(Beginning of AVAILABLE DATA)

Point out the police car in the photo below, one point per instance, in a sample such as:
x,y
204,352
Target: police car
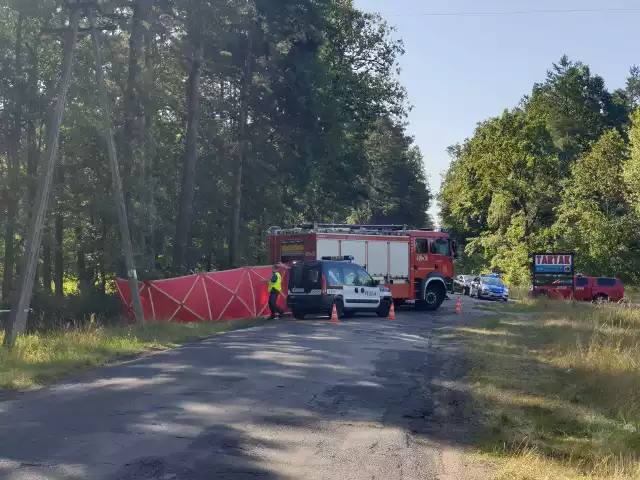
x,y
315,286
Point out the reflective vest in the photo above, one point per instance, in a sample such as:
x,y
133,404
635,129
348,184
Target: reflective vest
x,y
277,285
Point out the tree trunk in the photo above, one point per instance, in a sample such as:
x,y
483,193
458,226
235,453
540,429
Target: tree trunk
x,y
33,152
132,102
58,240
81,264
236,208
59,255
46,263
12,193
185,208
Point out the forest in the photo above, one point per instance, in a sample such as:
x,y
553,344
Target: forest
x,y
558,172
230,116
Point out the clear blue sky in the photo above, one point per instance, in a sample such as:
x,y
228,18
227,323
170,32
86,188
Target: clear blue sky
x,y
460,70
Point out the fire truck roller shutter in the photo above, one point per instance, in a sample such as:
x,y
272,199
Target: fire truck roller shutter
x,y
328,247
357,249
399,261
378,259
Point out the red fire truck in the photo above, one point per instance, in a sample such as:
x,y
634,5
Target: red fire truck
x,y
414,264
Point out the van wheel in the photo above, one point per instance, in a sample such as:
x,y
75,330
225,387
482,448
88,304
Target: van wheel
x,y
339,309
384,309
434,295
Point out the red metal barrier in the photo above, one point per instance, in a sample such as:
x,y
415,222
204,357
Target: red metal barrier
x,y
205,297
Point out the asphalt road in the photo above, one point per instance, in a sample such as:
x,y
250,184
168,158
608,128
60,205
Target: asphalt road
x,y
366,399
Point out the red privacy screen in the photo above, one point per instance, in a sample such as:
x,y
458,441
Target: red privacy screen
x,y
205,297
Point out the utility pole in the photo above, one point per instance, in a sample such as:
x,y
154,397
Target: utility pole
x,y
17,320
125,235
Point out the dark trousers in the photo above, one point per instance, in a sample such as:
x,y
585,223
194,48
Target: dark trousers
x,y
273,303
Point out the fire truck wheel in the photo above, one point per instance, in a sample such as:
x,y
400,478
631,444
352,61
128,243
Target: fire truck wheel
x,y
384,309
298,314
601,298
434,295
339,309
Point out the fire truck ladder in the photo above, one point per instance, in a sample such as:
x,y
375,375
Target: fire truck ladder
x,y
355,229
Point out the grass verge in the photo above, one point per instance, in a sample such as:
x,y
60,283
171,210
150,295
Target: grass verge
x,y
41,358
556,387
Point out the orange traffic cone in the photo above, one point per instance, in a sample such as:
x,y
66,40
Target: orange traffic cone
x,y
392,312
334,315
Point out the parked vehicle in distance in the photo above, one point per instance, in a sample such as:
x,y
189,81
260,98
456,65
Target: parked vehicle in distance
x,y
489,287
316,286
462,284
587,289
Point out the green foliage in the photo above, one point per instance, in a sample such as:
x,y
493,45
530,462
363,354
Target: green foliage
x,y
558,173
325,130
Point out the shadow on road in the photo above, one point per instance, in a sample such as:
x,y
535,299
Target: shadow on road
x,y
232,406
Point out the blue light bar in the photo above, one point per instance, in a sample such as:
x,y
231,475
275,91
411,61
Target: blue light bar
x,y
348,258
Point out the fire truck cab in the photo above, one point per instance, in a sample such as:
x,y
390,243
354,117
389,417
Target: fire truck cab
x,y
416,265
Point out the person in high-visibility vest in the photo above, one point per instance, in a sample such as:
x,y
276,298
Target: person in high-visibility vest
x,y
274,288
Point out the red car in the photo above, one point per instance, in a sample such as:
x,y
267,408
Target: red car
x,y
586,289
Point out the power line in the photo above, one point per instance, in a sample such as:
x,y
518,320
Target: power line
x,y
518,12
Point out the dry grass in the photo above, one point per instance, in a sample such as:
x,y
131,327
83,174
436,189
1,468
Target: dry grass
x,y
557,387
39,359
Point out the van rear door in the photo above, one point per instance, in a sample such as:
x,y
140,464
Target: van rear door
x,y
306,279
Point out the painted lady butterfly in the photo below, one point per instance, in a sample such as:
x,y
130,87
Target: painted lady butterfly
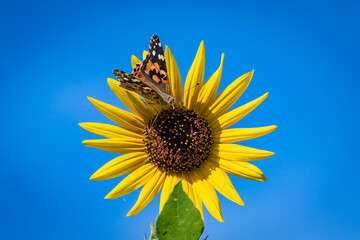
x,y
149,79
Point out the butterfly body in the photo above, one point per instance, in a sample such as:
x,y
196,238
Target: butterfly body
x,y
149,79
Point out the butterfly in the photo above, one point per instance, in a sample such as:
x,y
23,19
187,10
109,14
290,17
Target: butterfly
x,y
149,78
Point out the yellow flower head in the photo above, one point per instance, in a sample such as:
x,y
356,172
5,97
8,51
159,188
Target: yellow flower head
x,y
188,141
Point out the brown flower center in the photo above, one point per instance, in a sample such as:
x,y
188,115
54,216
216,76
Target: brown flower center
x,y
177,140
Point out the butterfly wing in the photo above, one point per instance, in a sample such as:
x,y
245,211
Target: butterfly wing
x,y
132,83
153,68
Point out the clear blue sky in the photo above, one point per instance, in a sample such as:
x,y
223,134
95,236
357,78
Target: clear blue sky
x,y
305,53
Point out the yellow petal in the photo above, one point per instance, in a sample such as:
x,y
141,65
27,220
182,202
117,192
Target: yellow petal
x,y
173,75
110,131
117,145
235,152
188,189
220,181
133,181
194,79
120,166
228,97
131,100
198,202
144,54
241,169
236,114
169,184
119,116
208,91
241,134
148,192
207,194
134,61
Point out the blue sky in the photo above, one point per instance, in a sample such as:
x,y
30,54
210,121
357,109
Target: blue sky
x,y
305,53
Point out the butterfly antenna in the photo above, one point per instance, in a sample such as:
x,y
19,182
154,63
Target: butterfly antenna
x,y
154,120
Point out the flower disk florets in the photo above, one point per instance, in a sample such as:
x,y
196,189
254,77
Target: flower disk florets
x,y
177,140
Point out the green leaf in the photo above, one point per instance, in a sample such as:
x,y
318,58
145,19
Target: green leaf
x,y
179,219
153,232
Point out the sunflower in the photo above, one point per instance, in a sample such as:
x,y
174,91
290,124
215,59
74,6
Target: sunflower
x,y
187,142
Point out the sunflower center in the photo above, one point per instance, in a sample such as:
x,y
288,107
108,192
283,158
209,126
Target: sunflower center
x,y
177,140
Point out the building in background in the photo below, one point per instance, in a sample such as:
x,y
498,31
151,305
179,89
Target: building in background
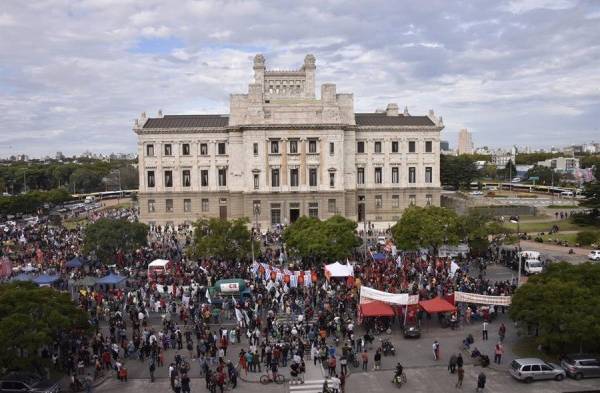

(End of AVAILABLE DATA)

## GOAL OF THE EXERCISE
Without the pictures, give back the entries exactly.

## PROBLEM SOLUTION
Point out the police car in the photo below, one point per instance, in a sample such as:
x,y
204,352
Target: police car
x,y
315,286
Point out the reflective vest in the photo above, one point per instance, in a sample such as:
x,y
133,404
635,129
348,184
Target: reflective vest
x,y
277,285
Point out the tree trunk in the photo above, one point per instance, in a sample such as:
x,y
483,193
458,226
235,453
540,429
Target: tree trunk
x,y
33,152
132,102
58,240
81,264
236,208
59,255
46,263
12,193
185,208
Point out the forest in the photo above, one point per instance, in a sample such as:
x,y
553,344
Target: forest
x,y
558,172
230,116
Point out the clear blue sky in the photo above, one point per instance, in a sample such as:
x,y
228,18
227,323
170,32
86,188
Target: clear blue sky
x,y
460,70
Point out the fire truck roller shutter in the photo above, one point per instance, in a sample such as:
x,y
272,199
Target: fire truck roller shutter
x,y
328,247
357,249
399,261
378,259
Point out the red fire truck in the photo above, one point per instance, in a sample such as:
x,y
634,5
Target: red fire truck
x,y
414,264
Point out the van wheel in the photo above, one point per instance, in a sample such as:
x,y
75,330
225,387
482,448
88,304
Target: van wheel
x,y
339,309
384,309
434,295
Point out the red metal barrier in the photo above, one point per instance, in a sample such as:
x,y
415,222
204,357
Target: red metal barrier
x,y
205,297
Point out the asphalt road in the photo above, one point per instance, in a sample such as:
x,y
250,184
168,158
608,128
60,205
Target: asphalt road
x,y
366,399
Point out the red privacy screen in the photo above, one point per instance, in a sample such as:
x,y
458,441
Target: red privacy screen
x,y
205,297
Point out the utility pole in the photo above, one point per instance, in a sample such as:
x,y
154,397
Target: utility pole
x,y
17,320
125,235
Point out the dark trousers in the photo above, one point per instance, in a sample such as:
x,y
585,223
194,48
Target: dark trousers
x,y
273,303
Point out the fire truck wheel in the photo above, one point per instance, in a sample such as:
x,y
400,478
631,444
352,61
128,243
Target: fire truck wheel
x,y
384,309
298,314
601,298
434,295
339,309
Point out the fire truck ladder in the photo above, one point per instance, in a sample such as:
x,y
375,375
Target: fire truck ladder
x,y
355,229
Point out the grass verge in the photo above, one point per instance, in a sample such as:
x,y
60,283
171,210
150,295
Target: grass verge
x,y
41,358
556,387
Point out the orange traffic cone in the photo above, one point per instance, in a sample such as:
x,y
66,40
Target: orange traffic cone
x,y
392,312
334,315
Point out the parked vehicle in distance in the photo above, one point per instance, in a sample such as:
x,y
189,81
260,98
456,65
Target: parked vehicle in distance
x,y
489,287
316,286
462,284
587,289
Point out the green foliage in the photo above, one point per instance, in a sample such as:
x,y
493,45
530,462
363,354
Target: green foliage
x,y
558,173
325,130
Point out the shadow on road in the photo above, one point per instance, in a sample such as:
x,y
535,299
Target: shadow on road
x,y
232,406
Point out the blue light bar in the photo above, one point per instance, in a sample such as:
x,y
231,475
275,91
411,61
Target: blue light bar
x,y
348,258
Point out the fire truck cab in the photo above, one point per instance, in a sample such as:
x,y
390,243
354,117
389,417
Target: fire truck cab
x,y
416,265
Point out the person in high-visibility vest in the photo above, one point per instance, in a sample such as:
x,y
276,298
Target: person in high-visibility vest
x,y
274,288
Point out the red car in the photo above, one point per instance, in a sample such as:
x,y
267,408
Target: red car
x,y
586,289
Point out the power line in the photo above, one point per instance, in a sample such as:
x,y
518,320
Target: power line
x,y
518,12
Point out the dry grass in the photo above, one point per instance, in a sample such as:
x,y
131,327
83,174
436,189
1,468
Target: dry grass
x,y
557,387
39,359
Point out the van rear door in the photo above, one point per instance, in a sample such as:
x,y
140,464
Target: van rear door
x,y
306,279
Point out the painted lady butterfly in the photo below, one point per instance, in a sample such as:
x,y
130,87
Target: painted lady butterfly
x,y
149,79
Point out the butterfly body in the photo above, one point per instance, in a sample such as:
x,y
196,238
Target: butterfly body
x,y
149,79
Point out the butterfly in the photo above, one point per instance, in a sample such as:
x,y
23,19
187,10
109,14
290,17
Target: butterfly
x,y
149,78
Point out the yellow flower head in the photo above, one point per instance, in a sample such as:
x,y
356,172
5,97
8,51
159,188
Target: yellow flower head
x,y
188,141
Point out the brown flower center in the photo above, one point per instance, in a sample such as:
x,y
188,115
54,216
216,76
Target: brown flower center
x,y
177,140
Point out the butterfly wing in the photo above, one point per instance, in a sample such as:
x,y
245,211
Target: butterfly wing
x,y
132,83
153,68
Point out the clear blue sky in the photo above, one point per instance, in a sample such as:
x,y
223,134
95,236
357,78
Target: clear blue sky
x,y
305,53
Point out the yellow petal in the photo above, one point per instance, in a sample such as:
x,y
141,65
27,220
182,202
117,192
Target: yellow petal
x,y
173,75
110,131
117,145
235,152
188,189
220,181
133,181
194,79
120,166
228,97
131,100
198,202
144,54
241,169
236,114
169,184
119,116
208,91
241,134
148,192
207,194
134,61
Point out the blue sky in the photo above, one point per instance, in a sample such as:
x,y
30,54
210,121
357,109
Target: blue sky
x,y
305,53
Point out the butterfly antenna in the photo above, one point per instance, in a sample such as:
x,y
19,182
154,63
Target: butterfly antenna
x,y
154,120
Point out the flower disk florets in the photo above, one point per instance, in a sample such as:
x,y
196,189
254,77
Target: flower disk florets
x,y
177,140
Point out the green leaf in the photo above, one point per instance, in a sample such as:
x,y
318,58
145,19
Target: green leaf
x,y
179,219
153,232
Point out the sunflower in the photo above, one point per instance, in a sample such as:
x,y
174,91
290,124
215,59
74,6
Target: sunflower
x,y
187,142
Point out the sunflower center in the photo above, one point per instance, in a sample such as:
x,y
288,107
108,192
283,158
209,126
Target: sunflower center
x,y
177,140
Point out the building in background in the photo below, one point per instance, in a sample such as:
x,y
498,31
151,305
179,89
Target: building in background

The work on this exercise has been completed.